* EXERCISE OBJECTIVE *
Line by line, copy all of the data exactly.
----- GIVEN DATA -----
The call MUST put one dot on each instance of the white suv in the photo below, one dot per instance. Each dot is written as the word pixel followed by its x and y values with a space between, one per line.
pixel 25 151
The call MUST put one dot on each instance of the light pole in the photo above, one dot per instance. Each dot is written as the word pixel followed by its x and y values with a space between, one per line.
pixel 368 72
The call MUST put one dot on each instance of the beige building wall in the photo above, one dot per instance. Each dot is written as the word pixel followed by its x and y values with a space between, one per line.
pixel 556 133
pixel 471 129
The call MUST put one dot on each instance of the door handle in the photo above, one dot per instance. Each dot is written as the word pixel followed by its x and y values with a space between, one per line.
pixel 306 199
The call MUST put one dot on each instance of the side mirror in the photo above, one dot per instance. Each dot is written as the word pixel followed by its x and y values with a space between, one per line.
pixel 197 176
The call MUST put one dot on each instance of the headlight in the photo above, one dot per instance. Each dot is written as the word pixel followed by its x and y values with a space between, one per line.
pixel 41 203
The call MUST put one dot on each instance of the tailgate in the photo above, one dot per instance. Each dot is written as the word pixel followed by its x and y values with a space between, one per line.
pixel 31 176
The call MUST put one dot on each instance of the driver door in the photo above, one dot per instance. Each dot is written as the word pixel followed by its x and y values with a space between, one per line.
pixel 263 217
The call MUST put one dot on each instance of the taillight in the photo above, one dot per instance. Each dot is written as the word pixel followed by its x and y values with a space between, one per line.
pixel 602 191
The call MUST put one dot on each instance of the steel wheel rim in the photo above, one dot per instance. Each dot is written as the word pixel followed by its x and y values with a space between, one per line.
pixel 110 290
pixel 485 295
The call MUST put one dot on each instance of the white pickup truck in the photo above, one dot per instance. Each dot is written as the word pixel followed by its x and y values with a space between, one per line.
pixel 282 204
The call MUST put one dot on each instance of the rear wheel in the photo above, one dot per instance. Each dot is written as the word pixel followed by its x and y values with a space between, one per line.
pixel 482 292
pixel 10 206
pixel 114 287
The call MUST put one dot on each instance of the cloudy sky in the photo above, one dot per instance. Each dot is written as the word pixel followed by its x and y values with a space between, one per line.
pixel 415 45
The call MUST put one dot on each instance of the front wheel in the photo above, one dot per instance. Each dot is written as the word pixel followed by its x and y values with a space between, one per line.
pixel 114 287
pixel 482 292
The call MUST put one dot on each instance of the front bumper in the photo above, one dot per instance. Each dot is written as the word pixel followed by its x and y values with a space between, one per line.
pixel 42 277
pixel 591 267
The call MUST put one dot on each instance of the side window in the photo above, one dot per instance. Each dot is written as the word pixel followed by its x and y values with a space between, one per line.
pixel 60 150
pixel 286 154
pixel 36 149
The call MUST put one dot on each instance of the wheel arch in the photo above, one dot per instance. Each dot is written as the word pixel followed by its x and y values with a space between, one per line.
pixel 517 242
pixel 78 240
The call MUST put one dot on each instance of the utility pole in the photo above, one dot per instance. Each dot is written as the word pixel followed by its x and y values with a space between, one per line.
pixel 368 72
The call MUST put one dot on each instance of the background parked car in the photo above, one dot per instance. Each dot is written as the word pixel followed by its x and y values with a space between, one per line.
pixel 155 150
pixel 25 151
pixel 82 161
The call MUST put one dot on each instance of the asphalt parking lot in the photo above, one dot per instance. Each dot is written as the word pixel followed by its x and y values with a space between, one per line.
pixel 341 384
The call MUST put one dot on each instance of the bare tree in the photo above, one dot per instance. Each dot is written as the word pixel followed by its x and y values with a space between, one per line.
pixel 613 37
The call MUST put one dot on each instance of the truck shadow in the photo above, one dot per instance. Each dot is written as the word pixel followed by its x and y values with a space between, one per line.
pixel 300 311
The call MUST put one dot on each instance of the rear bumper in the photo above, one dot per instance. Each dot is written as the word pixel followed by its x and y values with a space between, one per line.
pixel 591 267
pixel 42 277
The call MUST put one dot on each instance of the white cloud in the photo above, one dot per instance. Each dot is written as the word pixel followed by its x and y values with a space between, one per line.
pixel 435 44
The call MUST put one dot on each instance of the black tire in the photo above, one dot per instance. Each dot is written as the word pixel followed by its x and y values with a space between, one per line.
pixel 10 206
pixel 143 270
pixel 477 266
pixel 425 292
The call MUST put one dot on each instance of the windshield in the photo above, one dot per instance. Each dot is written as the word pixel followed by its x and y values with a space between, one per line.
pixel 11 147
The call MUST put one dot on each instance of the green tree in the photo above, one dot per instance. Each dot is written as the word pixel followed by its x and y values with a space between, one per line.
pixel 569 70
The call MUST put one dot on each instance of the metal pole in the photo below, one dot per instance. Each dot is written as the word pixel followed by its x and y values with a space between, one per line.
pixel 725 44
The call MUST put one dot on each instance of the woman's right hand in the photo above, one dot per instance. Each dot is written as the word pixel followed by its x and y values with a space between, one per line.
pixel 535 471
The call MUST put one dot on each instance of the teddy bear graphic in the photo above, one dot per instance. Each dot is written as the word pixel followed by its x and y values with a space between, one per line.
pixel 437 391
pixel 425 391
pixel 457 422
-----
* ANSWER TO THIS EXERCISE *
The call MUST put one dot on each instance of the white suv in the photo below, one dot per instance. Each dot is written as the word pixel followed by its x and y values with a space between, one per line.
pixel 25 151
The call MUST put one dot on each instance of the light pole in the photo above, one dot per instance. Each dot is written as the word pixel followed by its x and y values with a space between, one per line.
pixel 368 72
The call MUST put one dot on each instance of the beige building wall in the photo above, one dot per instance. Each dot is written as the word pixel followed by its x and y values with a space between, one per line.
pixel 556 133
pixel 471 129
The call MUST put one dot on each instance of the door handle in the photo above, one dot per instance. Each dot is written as the word pixel followed by its x and y values with a space between, one per line.
pixel 306 199
The call MUST put one dot on each instance of the side mirror in the photo above, one dot per instance. Each dot is written as the word pixel followed by its x and y values with a space between, one per line.
pixel 197 176
The call MUST put one dot on each instance of the headlight in the photo above, one dot per instance. Each dot is written as the word pixel followed by its x and y values with a space between, one per line.
pixel 41 203
The call MUST put one dot on each instance of the tailgate in the photo above, one dot per instance. Each dot is written as the word pixel followed by its x and y values with a space between, one per line.
pixel 31 176
The call MUST put one dot on each instance of the driver door in the photo above, one dot per instance. Each dot is written as the word pixel followed by its x and y values with a space between, one per line.
pixel 263 217
The call MUST put one dot on each instance of the taillight in the photo above, one dot per instance. Each dot is written as the word pixel followed by its x and y values with a space between, one per line.
pixel 602 191
The call MUST put one dot on each instance of the steel wheel rim in the photo above, one dot per instance. Each dot is written as the word pixel followed by its x and y values with a space between, one per line.
pixel 110 290
pixel 485 295
The call MUST put one dot on each instance of the white pickup truck in the photo above, one dot per instance. Each dot is written as the word pixel followed by its x and y values with a space between, one per line.
pixel 282 204
The call MUST put one dot on each instance of the rear wheel in the photo above, one dot per instance. Each dot is written as the word pixel followed by its x and y values with a space between, one per line.
pixel 482 292
pixel 10 206
pixel 114 287
The call MUST put one dot on each instance of the cloudy sky in the photo above, one dot per instance. Each dot is written as the word pixel followed by its x and y values with a space between, one per line.
pixel 415 45
The call MUST put one dot on each instance of the front wheel in the photo above, one dot per instance. Each dot is written as the word pixel followed by its x and y values with a space between, one per line.
pixel 114 287
pixel 482 292
The call MUST put one dot on each instance of the front bumper in the photo above, one dot per instance. Each dot is written as the word pixel followed by its x and y values with a space between, one per line.
pixel 42 277
pixel 591 267
The call MUST put one dot on each instance of the side window in the photo above, one dot per instance. Each dot is written as the word pixel followed by its x and y values with a space between, one per line.
pixel 60 150
pixel 286 154
pixel 36 149
The call MUST put one dot on each instance of the wheel arch in the photo above, one dot per instance. Each dot is written as the word pixel followed by its x and y values with a space between, one per line.
pixel 517 242
pixel 78 240
The call MUST put one dot on each instance of the utility pole in the photo above, one dot per instance. Each dot is written as the word pixel followed by its x and y values with a space between, one per line.
pixel 368 72
The call MUST put one dot on each instance of the background parked car in the photo above, one dot per instance. Each dot is written as the word pixel followed by its x and y values with a space between, one per line.
pixel 155 150
pixel 25 151
pixel 82 161
The call MUST put one dot on each instance of the asphalt parking lot in the photo above, one dot per instance. Each dot is written as the word pixel followed by its x and y values with a space between, one per line.
pixel 341 384
The call MUST put one dot on each instance of the bare tree in the photo above, one dot per instance. Each dot is written as the word pixel followed by its x and y values with a space between, one per line.
pixel 613 37
The call MUST put one dot on each instance of the truck shadow in the photo above, one dot per instance. Each dot is written as the word pixel followed by its x and y values with a space between, one per line.
pixel 300 311
The call MUST put one dot on each instance of the rear bumper in the photo above, one dot per instance. Each dot is written as the word pixel followed by its x and y values with a space between, one per line.
pixel 591 267
pixel 42 277
The call MUST put one dot on each instance of the white cloud in the photo above, one dot per instance. Each dot is written as the word pixel followed by its x and y values with a space between, one per line.
pixel 435 44
The call MUST put one dot on each instance of the black tire in the photo above, one dot per instance. Each dot is written as the word pixel followed by its x and y values with a space between, one per line.
pixel 10 206
pixel 143 270
pixel 477 266
pixel 425 292
The call MUST put one dot on each instance of the windshield in the photo above, one dot per instance. Each dot is written as the word pixel followed by its x and y values with a space between, one per line.
pixel 11 147
The call MUST put one dot on each instance of the green tree in the photo above, one dot per instance. Each dot is written as the word pixel followed by its x and y values with a space between, one per line.
pixel 569 70
The call MUST put one dot on each instance of the metal pole in the photo below, one dot per instance. Each dot is written as the word pixel followed by its x and y values with a space between, one per line.
pixel 725 44
The call MUST put one dot on each instance of the woman's right hand in the photo above, one dot per instance. Each dot is written as the word pixel followed by its x and y values with a space between, one per line.
pixel 535 471
The call MUST put one dot on each instance of the teddy bear graphic in the photo above, one dot per instance. Each dot is written as the word pixel followed by its x and y values with a space between, one per line.
pixel 437 391
pixel 425 391
pixel 457 422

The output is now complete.